What to work on:
Pull out each line of the records below that contains the word "picture", and copy those lines unchanged in their original order.

Data for the task:
::::::::::
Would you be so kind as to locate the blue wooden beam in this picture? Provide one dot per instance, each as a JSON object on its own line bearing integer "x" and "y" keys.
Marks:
::::::::::
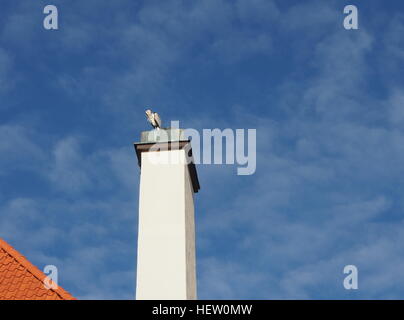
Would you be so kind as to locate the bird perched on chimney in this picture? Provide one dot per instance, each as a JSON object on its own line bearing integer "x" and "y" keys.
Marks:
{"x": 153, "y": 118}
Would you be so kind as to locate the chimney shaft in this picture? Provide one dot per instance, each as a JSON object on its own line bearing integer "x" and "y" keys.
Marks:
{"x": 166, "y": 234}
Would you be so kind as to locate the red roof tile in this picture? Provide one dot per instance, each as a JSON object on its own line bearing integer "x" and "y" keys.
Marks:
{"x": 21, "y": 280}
::::::::::
Expected output:
Would you be so kind as to locate the blue wooden beam in this picture? Provide one dot per instance, each as a JSON object on its own line bearing integer "x" and "y" keys.
Would you be so kind as to locate the bird perched on chimney in this picture? Provide one dot per instance, each as a JSON object on its own line bearing integer "x" and "y" keys.
Would you be so kind as to locate the chimney shaft in this picture? Provide one dot per instance, each as a JSON object on its own line bearing integer "x" and "y" keys.
Would you be so kind as to locate the red roof tile in this picture? Provide one dot per instance, each as a JSON object on its own line bearing integer "x" and "y" keys.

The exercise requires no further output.